#### 本文 ####
2009年11月4日水曜日

森トラストの森社長「“エコビル”建設、コストが課題」

(日経 10月24日)

民主党新政権の打ち出す政策が、不動産業界に波紋。
鳩山首相が発言した、「温暖化ガス25%削減」の中期目標に対し、
業界団体は実現困難との見方を示し、
国土交通省関連の補正予算凍結にも戸惑いの声。
森トラストの森章社長に、新政権の印象や政権交代に伴う
戦略見直しについて聞いた。

——不動産分野で温暖化ガスの25%削減は可能か?

1990年比で25%削減は、現在からみると30%以上。
相当な技術革新がなければ、不動産分野で同じ比率を
削減することは難しい。
中長期的に取り組まなければいけないテーマだが、
環境税などを導入すると、消費者の負担が増える」

「土地が狭い日本では、風力発電などの新エネルギーを
使いたくても設置する場所が少ない。
米国や中国と同じ数値目標を設定しても、達成するのは大変」

——オフィスビルで、エネルギー効率を向上させる余地はあるか?

「すでに断熱材などは十分普及。
発光ダイオード(LED)照明、光触媒を吹き付けた外壁、
人を感知するセンサーなどを採用した『エコビル』を建設したいが、
現時点では費用が高い。
LED照明など、普及すれば価格も安くなると期待。
工事の時期を予定よりも遅らせた方が、エコビル対応にしやすいかも」

——政府は、民間都市開発推進機構の補正予算を使った
不動産開発支援も凍結する方針。
#### 手元の情報 ####
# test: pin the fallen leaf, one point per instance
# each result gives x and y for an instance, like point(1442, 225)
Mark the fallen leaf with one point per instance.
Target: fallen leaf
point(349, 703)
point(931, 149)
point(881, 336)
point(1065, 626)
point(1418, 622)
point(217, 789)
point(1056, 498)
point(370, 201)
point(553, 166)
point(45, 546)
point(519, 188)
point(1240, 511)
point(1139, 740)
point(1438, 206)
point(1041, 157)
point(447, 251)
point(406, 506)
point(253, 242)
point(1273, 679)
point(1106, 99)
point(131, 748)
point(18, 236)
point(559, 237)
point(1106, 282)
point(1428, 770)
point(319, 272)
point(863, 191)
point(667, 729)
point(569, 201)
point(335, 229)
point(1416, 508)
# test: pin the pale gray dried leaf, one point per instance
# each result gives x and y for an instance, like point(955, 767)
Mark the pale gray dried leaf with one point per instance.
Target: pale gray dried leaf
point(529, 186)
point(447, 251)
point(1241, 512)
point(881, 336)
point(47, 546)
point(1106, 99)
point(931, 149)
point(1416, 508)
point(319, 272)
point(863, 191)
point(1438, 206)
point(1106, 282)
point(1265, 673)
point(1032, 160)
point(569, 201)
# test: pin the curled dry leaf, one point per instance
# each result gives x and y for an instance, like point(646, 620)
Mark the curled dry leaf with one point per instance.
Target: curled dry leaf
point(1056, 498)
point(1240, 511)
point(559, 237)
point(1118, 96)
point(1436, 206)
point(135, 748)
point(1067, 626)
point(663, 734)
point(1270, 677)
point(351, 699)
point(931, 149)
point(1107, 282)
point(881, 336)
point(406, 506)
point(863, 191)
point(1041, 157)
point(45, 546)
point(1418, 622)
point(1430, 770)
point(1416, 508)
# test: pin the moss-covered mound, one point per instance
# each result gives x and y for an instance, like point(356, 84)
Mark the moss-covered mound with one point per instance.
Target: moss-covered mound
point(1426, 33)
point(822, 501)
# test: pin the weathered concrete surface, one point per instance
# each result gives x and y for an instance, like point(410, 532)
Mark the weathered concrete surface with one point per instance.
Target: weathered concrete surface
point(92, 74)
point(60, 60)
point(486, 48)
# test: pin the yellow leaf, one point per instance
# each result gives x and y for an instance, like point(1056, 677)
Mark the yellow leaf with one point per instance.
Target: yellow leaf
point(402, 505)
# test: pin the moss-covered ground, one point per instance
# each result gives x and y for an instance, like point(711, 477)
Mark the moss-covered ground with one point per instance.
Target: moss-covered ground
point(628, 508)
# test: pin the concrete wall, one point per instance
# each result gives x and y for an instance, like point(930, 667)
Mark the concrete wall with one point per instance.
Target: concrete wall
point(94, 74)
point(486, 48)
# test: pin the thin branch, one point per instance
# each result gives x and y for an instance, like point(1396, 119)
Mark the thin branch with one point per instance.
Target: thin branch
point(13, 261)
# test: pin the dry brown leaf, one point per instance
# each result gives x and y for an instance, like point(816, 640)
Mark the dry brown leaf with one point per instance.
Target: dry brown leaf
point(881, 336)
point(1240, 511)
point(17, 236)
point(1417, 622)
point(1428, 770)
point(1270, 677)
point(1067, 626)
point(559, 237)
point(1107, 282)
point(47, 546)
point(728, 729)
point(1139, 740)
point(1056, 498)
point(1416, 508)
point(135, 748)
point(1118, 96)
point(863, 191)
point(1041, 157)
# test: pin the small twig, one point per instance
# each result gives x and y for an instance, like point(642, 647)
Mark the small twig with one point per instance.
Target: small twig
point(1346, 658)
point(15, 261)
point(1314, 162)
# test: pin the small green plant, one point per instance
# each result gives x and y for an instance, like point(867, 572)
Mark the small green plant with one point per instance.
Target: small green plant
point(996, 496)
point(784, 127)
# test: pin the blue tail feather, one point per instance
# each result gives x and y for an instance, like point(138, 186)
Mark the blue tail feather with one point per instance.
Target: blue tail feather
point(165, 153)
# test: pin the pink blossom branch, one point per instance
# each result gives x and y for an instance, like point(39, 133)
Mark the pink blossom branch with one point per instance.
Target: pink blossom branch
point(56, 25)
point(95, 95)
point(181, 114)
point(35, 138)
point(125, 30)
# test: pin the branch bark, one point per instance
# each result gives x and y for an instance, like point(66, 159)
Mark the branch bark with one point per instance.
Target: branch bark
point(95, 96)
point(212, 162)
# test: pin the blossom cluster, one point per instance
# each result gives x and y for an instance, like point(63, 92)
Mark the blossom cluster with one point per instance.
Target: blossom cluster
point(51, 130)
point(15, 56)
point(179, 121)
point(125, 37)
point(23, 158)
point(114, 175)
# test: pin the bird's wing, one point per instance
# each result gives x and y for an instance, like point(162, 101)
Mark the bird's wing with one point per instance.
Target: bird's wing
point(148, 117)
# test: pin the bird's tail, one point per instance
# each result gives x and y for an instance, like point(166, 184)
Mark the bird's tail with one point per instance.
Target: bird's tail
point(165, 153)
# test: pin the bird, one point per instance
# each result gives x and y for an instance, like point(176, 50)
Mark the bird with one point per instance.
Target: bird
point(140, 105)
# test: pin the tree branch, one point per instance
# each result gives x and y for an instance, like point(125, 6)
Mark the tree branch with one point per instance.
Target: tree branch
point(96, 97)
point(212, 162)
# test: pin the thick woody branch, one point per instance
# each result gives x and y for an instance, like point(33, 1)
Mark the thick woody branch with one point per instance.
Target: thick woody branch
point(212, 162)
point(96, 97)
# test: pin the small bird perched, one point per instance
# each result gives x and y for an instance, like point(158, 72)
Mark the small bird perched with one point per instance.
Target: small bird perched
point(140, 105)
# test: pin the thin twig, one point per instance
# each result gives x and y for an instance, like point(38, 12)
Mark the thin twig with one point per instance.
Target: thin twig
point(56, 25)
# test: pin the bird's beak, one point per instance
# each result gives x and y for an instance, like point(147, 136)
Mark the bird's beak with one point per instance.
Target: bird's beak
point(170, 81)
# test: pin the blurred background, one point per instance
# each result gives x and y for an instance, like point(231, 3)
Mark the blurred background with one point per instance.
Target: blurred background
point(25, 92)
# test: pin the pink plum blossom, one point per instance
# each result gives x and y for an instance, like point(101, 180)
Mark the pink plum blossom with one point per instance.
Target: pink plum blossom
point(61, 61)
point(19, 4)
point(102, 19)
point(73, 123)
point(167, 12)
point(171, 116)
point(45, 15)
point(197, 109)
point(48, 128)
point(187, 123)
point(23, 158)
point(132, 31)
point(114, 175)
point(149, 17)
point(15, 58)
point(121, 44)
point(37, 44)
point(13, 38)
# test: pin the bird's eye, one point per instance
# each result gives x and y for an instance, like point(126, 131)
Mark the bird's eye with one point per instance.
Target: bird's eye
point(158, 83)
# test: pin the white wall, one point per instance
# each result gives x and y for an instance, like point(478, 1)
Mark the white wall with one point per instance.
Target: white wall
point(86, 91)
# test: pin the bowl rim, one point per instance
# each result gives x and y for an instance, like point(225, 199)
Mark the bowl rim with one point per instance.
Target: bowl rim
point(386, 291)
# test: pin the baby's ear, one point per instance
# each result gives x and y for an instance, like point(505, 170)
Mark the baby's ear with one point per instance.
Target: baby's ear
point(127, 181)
####
やること:
1. 森社長のインタビューでは、1990年比で25%の削減は、今から見ると何%以上の削減にあたると言っていますか?
2. 森社長のインタビューの続きを、最後の一文のあとから書いてください。

答えのまとめ:
1. 今から見ると30%以上の削減にあたります。

2.
「我が社も、仙台市の再開発案件で、低利融資を利用する
可能性があった。
借りられなくなっても、計画を見直すことは考えてない。
多くの不動産会社が融資を申し込んでいたが、
一定以上の格付けがないと審査を通らない。
凍結されても、事業基盤が揺らぐ会社が出るようなことはない

——影響は小さいとの見方なのか?

不動産業界は、先行投資が必要で借金体質。
政府の支援を当てにしていては、この業界は成り立たない。
民間都市開発推進機構の融資について、
借りられればラッキーという程度」

——民主党を中心とした新政権をどう評価する?

「年金問題など、自民党にはできない改革に期待。
各論を詰めず、『マニフェストに書いてあるから』と主張する
姿勢は評価できない。
建設計画を凍結した八ツ場ダム(群馬県)にしてもそう。
円高を容認したり、海外資本を排除したりする
方向にならないか懸念」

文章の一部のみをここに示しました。